**WHAT TO WORK ON**
Rewrite only the records from the line that contains "Expected: one point per instance of the green tree, each" through the line that contains "point(351, 35)", replacing "thickest" with "widest" and keeping everything else unchanged.

**MATERIAL**
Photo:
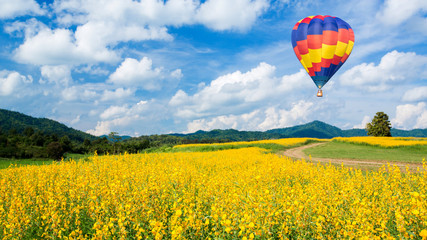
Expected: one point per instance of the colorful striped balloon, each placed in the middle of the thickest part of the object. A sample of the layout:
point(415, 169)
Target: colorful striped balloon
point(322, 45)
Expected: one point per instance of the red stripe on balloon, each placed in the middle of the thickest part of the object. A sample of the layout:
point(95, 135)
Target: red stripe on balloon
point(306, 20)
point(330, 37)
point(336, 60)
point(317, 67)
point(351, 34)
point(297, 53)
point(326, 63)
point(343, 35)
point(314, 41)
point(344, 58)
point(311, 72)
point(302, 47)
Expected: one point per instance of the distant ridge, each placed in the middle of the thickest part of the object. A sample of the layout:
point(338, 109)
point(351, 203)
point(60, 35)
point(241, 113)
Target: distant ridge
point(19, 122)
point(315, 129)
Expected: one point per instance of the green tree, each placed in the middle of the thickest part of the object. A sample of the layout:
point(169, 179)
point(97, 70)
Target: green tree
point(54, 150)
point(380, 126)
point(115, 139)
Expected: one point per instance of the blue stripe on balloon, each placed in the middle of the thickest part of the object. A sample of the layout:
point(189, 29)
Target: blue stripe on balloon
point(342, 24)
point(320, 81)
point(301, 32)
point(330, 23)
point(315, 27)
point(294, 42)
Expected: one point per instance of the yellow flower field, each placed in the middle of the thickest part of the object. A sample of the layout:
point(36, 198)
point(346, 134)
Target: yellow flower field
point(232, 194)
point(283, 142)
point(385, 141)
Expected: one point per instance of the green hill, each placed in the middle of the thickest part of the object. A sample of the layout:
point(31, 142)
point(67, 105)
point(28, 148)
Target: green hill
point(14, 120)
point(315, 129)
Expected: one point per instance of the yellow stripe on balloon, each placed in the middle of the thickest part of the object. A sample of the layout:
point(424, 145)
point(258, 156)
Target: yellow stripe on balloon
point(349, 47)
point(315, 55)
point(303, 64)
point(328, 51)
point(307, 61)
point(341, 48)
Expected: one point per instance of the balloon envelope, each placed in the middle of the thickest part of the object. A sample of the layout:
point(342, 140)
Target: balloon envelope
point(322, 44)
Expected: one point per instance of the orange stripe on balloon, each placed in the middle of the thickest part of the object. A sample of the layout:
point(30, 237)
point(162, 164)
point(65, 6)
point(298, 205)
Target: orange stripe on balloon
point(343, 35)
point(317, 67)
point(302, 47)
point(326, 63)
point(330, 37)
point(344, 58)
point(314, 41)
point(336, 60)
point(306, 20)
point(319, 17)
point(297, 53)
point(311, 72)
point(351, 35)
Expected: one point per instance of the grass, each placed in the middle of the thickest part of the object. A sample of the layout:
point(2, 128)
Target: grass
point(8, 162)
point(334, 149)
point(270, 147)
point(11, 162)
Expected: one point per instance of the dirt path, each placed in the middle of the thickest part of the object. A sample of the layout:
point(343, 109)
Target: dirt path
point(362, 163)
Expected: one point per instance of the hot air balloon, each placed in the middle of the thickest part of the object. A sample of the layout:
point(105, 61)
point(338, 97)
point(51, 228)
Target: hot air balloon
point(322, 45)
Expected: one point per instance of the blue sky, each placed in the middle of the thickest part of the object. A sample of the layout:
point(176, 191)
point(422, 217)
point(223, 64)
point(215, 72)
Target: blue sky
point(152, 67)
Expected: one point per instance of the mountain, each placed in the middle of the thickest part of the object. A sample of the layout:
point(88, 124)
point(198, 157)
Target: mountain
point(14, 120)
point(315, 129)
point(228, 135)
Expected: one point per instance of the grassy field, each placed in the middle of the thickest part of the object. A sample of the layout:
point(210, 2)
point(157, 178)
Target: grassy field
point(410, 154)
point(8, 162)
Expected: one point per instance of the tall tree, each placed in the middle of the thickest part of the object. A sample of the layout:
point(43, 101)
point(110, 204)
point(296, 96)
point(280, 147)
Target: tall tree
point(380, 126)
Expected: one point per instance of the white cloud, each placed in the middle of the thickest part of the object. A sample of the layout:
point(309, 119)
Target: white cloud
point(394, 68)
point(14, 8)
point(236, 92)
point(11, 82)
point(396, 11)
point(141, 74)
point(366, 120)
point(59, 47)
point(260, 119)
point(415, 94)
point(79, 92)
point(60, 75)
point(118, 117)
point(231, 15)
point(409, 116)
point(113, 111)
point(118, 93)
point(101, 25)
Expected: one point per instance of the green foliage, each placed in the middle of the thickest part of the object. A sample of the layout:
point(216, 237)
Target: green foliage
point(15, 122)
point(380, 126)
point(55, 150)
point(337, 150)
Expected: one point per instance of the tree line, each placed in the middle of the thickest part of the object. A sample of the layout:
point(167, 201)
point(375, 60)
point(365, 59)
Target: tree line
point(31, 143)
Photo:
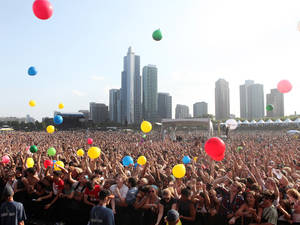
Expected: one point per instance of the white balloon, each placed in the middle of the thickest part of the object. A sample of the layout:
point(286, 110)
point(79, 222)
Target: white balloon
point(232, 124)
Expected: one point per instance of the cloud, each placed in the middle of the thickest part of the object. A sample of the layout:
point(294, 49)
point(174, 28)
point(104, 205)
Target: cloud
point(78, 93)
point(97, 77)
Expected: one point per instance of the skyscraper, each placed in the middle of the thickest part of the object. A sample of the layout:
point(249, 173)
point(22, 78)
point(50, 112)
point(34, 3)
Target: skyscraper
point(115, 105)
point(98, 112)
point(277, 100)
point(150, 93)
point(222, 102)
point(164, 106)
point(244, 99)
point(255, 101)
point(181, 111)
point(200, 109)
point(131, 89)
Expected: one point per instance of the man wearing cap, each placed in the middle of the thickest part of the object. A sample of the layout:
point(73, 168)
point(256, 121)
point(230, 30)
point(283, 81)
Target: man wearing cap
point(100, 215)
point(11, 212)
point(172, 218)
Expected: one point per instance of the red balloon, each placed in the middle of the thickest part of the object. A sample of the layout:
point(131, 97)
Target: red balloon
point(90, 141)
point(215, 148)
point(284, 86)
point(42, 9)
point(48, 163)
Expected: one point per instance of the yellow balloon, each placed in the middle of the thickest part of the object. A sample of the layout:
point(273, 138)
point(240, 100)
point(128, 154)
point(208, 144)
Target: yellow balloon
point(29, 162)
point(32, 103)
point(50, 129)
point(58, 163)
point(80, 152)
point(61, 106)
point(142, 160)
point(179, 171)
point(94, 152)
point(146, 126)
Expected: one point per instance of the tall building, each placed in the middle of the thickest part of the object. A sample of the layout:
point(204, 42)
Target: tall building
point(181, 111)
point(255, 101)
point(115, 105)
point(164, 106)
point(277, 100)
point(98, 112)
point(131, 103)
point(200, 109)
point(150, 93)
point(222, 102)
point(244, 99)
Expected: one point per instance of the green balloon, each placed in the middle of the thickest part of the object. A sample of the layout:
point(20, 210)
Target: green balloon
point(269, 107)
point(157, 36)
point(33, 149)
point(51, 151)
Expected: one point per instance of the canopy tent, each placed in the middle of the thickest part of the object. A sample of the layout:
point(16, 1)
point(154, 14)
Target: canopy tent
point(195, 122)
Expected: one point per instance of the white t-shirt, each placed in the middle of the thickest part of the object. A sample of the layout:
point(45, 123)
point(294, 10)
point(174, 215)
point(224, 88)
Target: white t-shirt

**EXERCISE RESPONSE**
Expected: one point per instance of the green tree, each placed in the middle of the widest part of the object. A sample of the layout:
point(169, 179)
point(97, 70)
Target: green tree
point(54, 150)
point(380, 126)
point(115, 139)
Expected: one point per instance of the blue stripe on balloon, each placed in the middle of the widest part of the object. A sample of the layout:
point(189, 29)
Target: blue stripe on balloon
point(342, 24)
point(320, 81)
point(301, 32)
point(330, 23)
point(315, 27)
point(294, 42)
Expected: one point per instance of the yellow flower field, each placed in the middle of the widest part of the object. A sample of the layout:
point(36, 198)
point(346, 134)
Target: yellow flower field
point(232, 194)
point(283, 142)
point(385, 141)
Expected: one point per instance of the green hill, each placed in the middle of the widest part of the object. A sample of the layout:
point(31, 142)
point(67, 105)
point(28, 148)
Target: green hill
point(14, 120)
point(315, 129)
Expected: one point per instance of the yellow stripe on balloon, each placed in the middle of the widest part of the object. A sample of the layout:
point(424, 145)
point(258, 156)
Target: yellow stripe on balloon
point(349, 47)
point(315, 55)
point(303, 64)
point(328, 51)
point(307, 61)
point(341, 48)
Expected: one point per instance of the balloon envelope, each placed in the middle of the widest part of the object. A sample of the layout:
point(342, 140)
Target: balloon envelope
point(322, 44)
Expected: one point per instance of the orange stripe on balloon, each placed in the middle of the widest part of the object. A sample of the layout:
point(30, 237)
point(162, 164)
point(65, 6)
point(298, 205)
Target: orange stripe on balloon
point(343, 35)
point(317, 67)
point(302, 47)
point(326, 63)
point(330, 37)
point(344, 58)
point(314, 41)
point(336, 60)
point(306, 20)
point(319, 17)
point(297, 53)
point(311, 72)
point(351, 35)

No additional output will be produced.